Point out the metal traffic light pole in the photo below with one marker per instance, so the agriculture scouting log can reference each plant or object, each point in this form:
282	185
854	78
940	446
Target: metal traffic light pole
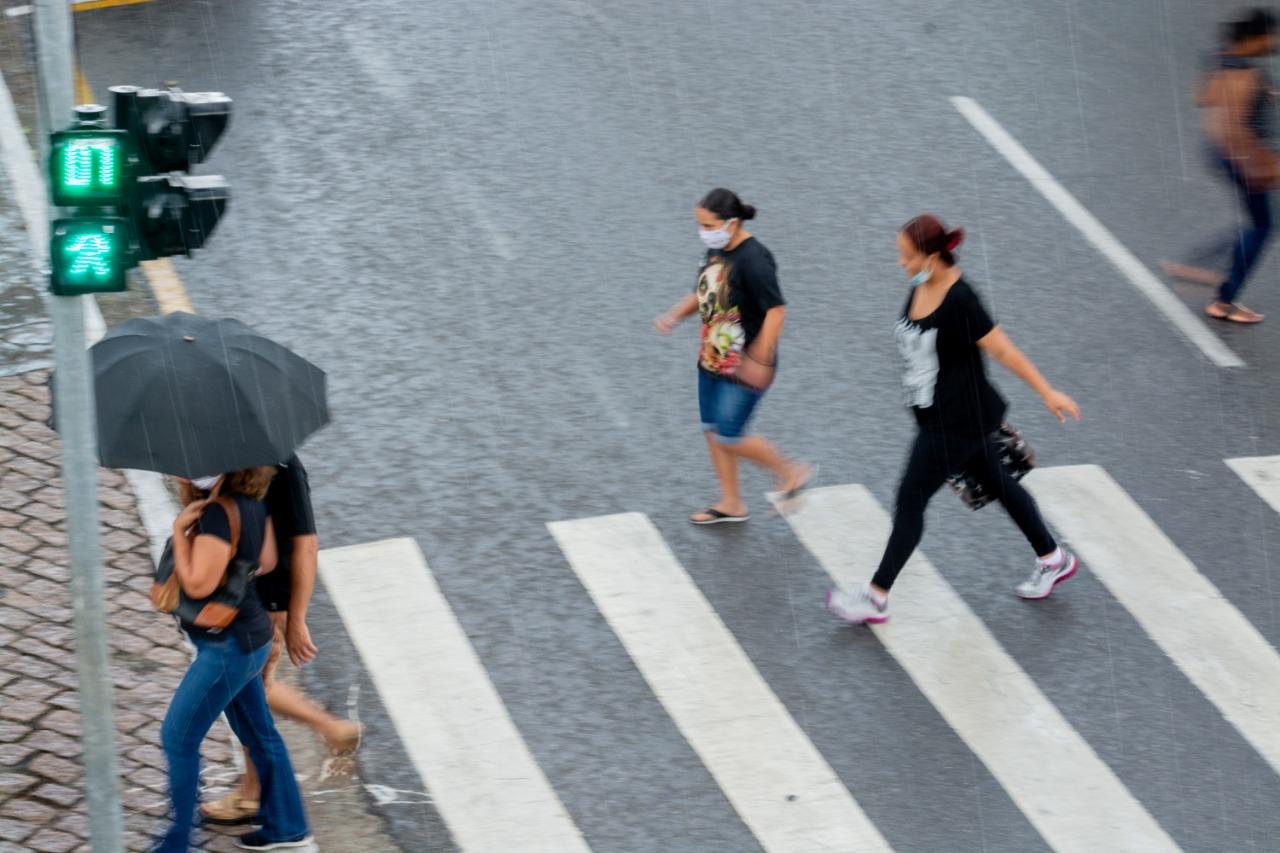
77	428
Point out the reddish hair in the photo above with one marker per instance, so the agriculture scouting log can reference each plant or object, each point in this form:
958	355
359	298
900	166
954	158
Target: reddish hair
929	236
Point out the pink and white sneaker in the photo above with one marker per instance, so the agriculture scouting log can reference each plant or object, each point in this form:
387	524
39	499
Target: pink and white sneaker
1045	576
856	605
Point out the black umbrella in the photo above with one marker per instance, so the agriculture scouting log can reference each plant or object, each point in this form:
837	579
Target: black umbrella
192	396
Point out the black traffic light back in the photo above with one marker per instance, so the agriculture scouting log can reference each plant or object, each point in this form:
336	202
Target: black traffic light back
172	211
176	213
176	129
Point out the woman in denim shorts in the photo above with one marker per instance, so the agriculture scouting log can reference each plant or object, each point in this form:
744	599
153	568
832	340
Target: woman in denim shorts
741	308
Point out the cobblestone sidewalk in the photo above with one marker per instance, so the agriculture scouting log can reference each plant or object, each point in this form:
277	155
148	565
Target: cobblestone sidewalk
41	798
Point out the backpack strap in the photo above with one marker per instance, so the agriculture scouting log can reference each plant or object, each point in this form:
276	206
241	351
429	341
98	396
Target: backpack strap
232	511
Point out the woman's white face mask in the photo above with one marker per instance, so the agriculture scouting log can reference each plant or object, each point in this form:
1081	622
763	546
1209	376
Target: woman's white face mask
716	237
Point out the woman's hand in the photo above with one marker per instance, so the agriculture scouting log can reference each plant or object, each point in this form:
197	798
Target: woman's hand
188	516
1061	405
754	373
····················
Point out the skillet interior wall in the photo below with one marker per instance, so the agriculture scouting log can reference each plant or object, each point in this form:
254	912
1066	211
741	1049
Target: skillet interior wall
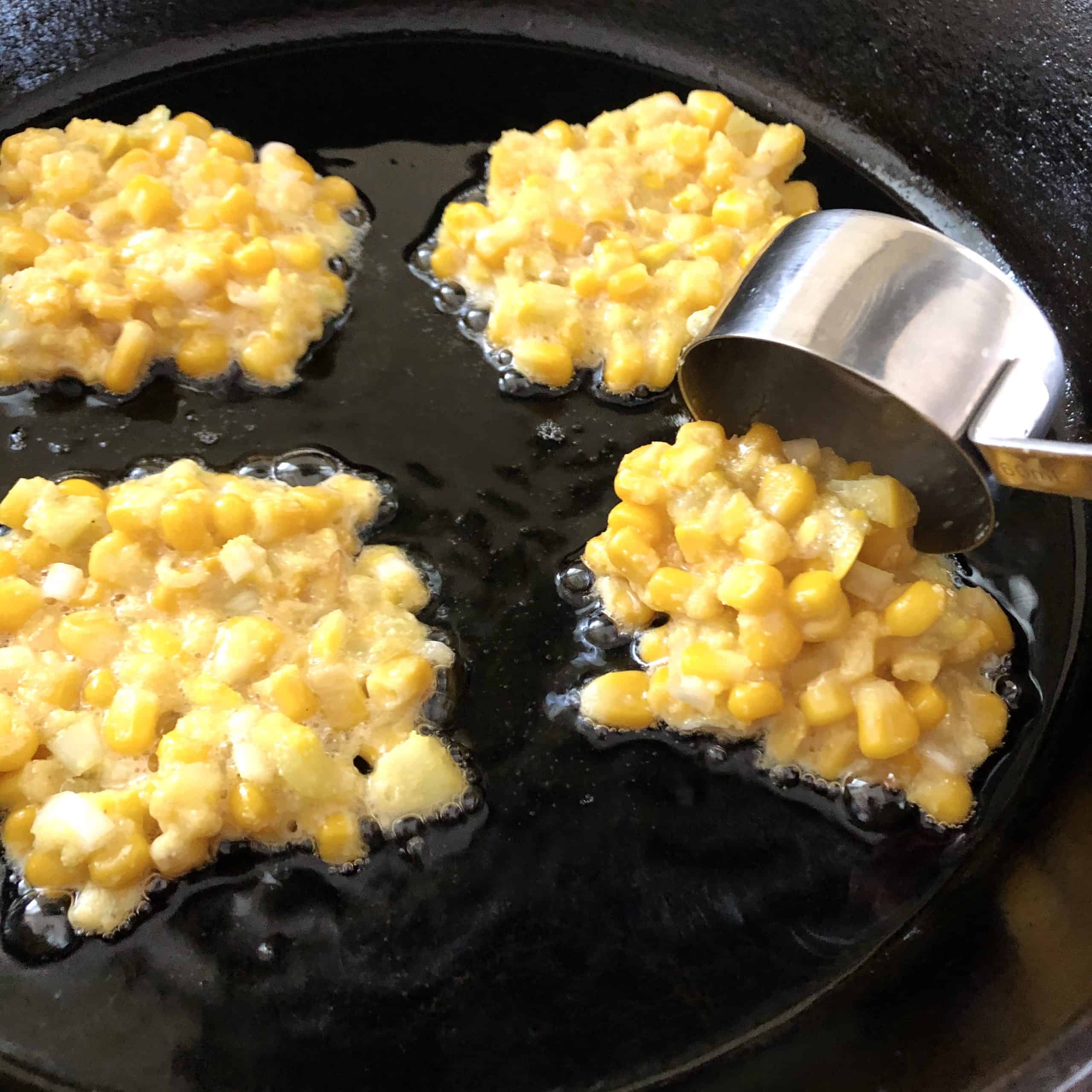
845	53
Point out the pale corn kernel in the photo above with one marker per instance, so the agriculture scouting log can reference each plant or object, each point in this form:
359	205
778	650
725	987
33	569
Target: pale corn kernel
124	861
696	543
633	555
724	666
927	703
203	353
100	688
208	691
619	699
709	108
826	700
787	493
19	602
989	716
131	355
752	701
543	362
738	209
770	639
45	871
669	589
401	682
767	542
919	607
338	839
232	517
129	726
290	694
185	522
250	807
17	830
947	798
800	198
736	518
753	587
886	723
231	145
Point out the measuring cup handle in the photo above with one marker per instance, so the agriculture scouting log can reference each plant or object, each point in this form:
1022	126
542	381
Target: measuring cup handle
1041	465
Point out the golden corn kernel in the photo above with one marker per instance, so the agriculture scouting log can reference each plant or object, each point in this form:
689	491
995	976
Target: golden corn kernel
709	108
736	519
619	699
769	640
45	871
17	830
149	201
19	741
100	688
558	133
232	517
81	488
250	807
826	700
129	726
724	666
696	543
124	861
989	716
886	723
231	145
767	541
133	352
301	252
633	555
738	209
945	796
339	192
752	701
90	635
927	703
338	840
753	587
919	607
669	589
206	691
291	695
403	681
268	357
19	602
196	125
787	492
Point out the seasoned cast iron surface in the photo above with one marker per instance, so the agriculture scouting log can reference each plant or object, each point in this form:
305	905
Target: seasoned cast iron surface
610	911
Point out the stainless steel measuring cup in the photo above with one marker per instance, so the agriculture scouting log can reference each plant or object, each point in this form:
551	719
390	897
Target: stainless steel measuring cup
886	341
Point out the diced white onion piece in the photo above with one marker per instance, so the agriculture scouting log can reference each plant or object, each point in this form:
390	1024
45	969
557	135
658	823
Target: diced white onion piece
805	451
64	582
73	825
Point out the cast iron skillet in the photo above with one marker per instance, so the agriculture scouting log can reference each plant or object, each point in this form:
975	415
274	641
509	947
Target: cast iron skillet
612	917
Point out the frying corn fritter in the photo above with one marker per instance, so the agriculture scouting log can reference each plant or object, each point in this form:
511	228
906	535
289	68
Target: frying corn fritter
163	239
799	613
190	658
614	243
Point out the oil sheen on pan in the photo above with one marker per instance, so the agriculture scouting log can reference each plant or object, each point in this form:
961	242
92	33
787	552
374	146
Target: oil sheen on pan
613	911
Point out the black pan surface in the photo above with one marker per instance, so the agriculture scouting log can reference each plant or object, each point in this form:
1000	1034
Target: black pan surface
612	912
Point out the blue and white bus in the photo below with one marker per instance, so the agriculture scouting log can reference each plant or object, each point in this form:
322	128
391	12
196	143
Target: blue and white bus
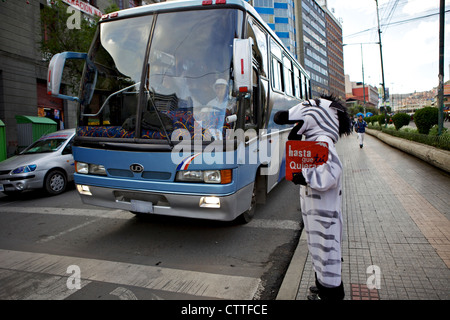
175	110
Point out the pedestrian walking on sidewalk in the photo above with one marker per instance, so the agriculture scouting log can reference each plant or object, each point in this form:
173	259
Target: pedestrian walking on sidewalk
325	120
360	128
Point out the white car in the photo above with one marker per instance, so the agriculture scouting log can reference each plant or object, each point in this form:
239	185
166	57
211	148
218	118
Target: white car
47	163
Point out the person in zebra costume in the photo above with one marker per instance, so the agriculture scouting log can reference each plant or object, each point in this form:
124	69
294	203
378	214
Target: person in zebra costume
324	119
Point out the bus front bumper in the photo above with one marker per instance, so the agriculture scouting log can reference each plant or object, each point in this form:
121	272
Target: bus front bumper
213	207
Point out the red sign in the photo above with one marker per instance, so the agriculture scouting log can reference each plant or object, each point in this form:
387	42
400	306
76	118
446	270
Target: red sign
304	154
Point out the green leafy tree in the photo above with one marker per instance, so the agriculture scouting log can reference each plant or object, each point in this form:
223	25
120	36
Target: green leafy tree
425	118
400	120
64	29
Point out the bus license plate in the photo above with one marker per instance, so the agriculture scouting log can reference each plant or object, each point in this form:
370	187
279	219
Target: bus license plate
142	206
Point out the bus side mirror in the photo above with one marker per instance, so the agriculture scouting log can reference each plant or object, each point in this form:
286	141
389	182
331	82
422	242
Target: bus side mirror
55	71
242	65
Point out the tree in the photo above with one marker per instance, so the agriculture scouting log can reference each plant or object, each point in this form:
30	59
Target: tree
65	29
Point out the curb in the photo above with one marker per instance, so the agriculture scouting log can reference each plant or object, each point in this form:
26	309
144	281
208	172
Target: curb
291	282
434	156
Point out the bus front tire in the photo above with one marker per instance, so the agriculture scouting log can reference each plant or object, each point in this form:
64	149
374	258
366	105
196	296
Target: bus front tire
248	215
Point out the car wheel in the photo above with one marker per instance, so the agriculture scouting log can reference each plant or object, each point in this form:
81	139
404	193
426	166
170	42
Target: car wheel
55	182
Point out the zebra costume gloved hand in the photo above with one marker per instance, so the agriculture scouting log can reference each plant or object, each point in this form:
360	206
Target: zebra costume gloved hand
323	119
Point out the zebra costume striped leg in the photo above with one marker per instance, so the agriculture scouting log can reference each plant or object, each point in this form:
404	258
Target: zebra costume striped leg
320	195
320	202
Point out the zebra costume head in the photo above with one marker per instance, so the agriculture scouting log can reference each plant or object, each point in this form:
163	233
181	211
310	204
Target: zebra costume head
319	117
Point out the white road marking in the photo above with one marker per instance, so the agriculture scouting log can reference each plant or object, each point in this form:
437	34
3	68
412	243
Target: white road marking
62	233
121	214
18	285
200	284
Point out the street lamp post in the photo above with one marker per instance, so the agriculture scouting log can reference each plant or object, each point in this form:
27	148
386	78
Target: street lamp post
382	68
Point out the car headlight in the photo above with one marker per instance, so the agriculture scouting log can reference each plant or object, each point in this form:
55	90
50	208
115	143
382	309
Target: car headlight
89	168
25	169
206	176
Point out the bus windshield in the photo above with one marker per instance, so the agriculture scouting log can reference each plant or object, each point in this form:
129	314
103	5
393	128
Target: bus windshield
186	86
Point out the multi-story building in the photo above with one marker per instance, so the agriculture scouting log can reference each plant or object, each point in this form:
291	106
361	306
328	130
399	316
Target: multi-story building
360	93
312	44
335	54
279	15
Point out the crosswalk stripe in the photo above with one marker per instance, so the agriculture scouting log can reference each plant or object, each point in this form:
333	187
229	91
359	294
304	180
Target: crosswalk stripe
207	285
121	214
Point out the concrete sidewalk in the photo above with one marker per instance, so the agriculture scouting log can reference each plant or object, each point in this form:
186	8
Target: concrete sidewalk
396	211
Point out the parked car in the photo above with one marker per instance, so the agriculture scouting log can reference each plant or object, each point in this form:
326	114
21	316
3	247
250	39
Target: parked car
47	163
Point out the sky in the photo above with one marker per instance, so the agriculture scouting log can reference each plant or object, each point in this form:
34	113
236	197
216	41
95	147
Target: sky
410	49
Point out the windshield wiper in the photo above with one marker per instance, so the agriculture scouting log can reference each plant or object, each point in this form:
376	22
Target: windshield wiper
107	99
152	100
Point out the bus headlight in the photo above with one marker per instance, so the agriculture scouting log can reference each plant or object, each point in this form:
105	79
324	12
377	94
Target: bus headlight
····················
[EXERCISE]
What is needed is every line of the records above that contains the word "below".

[COMPLETED EXERCISE]
Point out the metal traffic light pole in the photo below with one marker per instance, so the agriculture scouting log can reference each plant or object, each point in this form:
Point out the skillet interior wall in the photo below with one marker per instance, so the agriculture scouting log can reference each plant or object, each point in this form:
Point out the blue and white bus in the photo below with one marker per instance, so the agriculture scouting log can reference each plant or object, each point in this form:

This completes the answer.